*** PASSAGE PROVIDED ***
Ah, life. Life is a death sentence.
Do you know what a stork is? Was it, maybe, an argument about reproductive rights and female body sovereignty? Because our national discourse is polarized these days, to use the current term, and one of the most contentious divisions, and one in which the opposing parties seem all but impossible to bring eye-to-eye, is a woman’s right to medically terminate her pregnancy. Or even to terminate it by magic. A rational basis for argument seems to elude both sides, because positing the primacy of one or another state of being is an inherently irrational activity.
The idea that when a sperm penetrates an ovum, something sacred is created, is irrational, sure. The idea that a fully-grown woman has sovereignty over tissue gestating in her own body, as well as whether or not she should undergo the extreme biological metamorphosis that gestation will catalyze, well, that has a much more persuasive basis, to me, and certainly to most fully-grown women I know... but is it rational? Sovereignty is an agreement, an agreement about control, about autonomy, about freedom, about the ability to determine one’s possibilities. Whereas the sacred is an agreement about... what is sacred. It’s a circular agreement. But in the end, the decision over which holds more weight, adult sovereignty or invisible or microscopic sanctity, is irrational.
But, even knowing this, admitting this to myself, I still couldn’t puzzle my way back to what the argument would be that would be met with the throwing down of such a gauntlet. When is it appropriate to cross that line, to step up to someone, stand one’s ground and force the other party to summarize their stork knowledge?
Do you know what conception is? Do you know what an embryo is? Do you know what pregnancy is? Do you even know what a stork is?
Come on, now, Jeffy, be rational. At least be coherent. You have imagination, or at least a talent for imagining you do.
*** INPUT DATA ***
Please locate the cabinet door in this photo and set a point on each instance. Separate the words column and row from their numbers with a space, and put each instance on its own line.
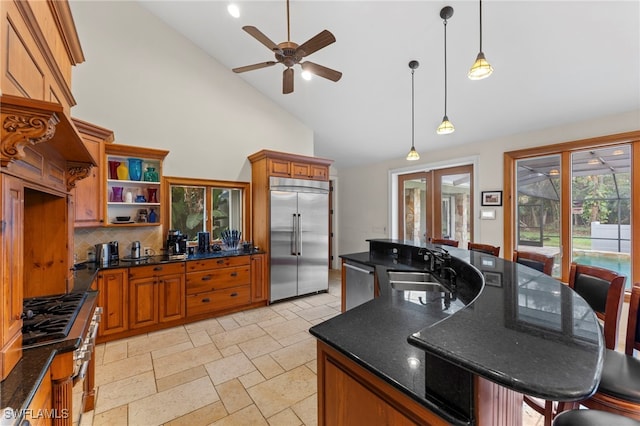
***
__WORK REQUEST__: In the passage about storks and reproductive rights, what is sovereignty described as? The listing comes from a separate source and is unrelated to the passage.

__WRITTEN RESPONSE__: An agreement about control, autonomy, freedom, and the ability to determine one's possibilities.